Resume the article on how runners responded to the Boston Marathon bombings, starting after its last sentence.

Excerpt to read
'''
Running is and always has been, at the most basic level, an exercise in endurance.
There is no special equipment necessary, no formal training either. Just pick up one foot, then place it down as you pick up the other. Then repeat. Quickly.
Do this for as long as you can stand the burning in your legs and the aching in your lungs, and you are a runner.
Is it any surprise, then, that in the wake of the bombings at the 117th Boston Marathon, several local running events have experienced increased interest? It's as if the running community is collectively saying, "This, too, we will endure."
From half marathons to 5Ks to charity walks, people have responded to the attacks by pledging to keep running. In some cases, doing so in record numbers.
"I was surprised at the overwhelming outpouring so soon after the marathon," said Steve Balfour, director of Boston's Run to Remember. "Says a lot about the determination and the compassion of the Greater Boston and running community."
The Run to Remember, which honors law enforcement officers killed in the line of duty, is a half marathon starting in Boston's Seaport District and winding its way through the city. In the days immediately after the bombings on Boylston Street, Balfour said more than 3,000 people registered for the race scheduled for Memorial Day.
'''
Point-per-instance localization data:
'''
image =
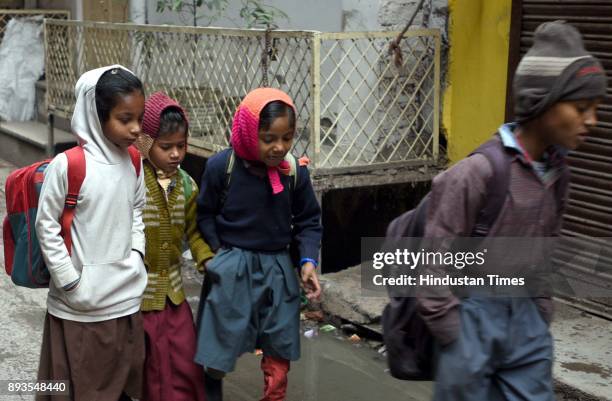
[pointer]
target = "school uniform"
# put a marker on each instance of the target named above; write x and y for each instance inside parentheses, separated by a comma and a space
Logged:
(254, 298)
(93, 333)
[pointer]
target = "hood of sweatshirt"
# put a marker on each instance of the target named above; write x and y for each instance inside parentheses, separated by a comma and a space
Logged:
(85, 123)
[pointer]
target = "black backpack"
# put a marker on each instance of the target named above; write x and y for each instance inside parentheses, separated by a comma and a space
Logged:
(409, 343)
'''
Exercise output
"Last year we had 9,400 registrations, so we anticipated selling out at 10,000 this year," Balfour said. "However we anticipated selling out much closer to the race."
In previous years, the Run to Remember had never had more than 200 registrants in a single day. After the bombings, they had more than 700 in a day more than once before selling out at 10,400 entrants.
With people from far and wide looking for ways to honor first responders, victims of the attacks and people like fallen MIT Police Officer Sean Collier, the response for the Run to Remember makes sense. But it's not an isolated case.
Though he didn't have specific numbers for the event, JJ Larner said there's also been a noted increase in interest in the Quincy Half Marathon on May 5.
Traditionally a March event, used as a tuneup by many Boston Marathon runners, this year the Quincy race was postponed because of the weather. That meant a number of runners decided to withdraw, figuring they would be in no condition to run a half marathon so soon after Boston.
"Some of those opted back in after the atrocities, thinking they wanted to be out running even if they were below par," Larner said. "We feel it's important for everyone to continue living their American life, which in our case as runners is to go out and run a race somewhere. We are proud to welcome them to Quincy."
While participation as a whole is expected to be up only slightly in the Boston Marine Corps Honor Run 5K in South Boston on May 11, Lauren Proshan said there's been a noticeable increase in one category.
"Where we saw a shift rather was the number of people signing up in the 'active duty' category," she said. "We will have a significant increase in participation of those in the Armed Forces, local police and fire departments and a great showing from the 1-25th Marines Unit."
In 2012, the active duty category had 22 entrants. This year, there are already three times that many, with 66. And there are still two weeks until registration closes.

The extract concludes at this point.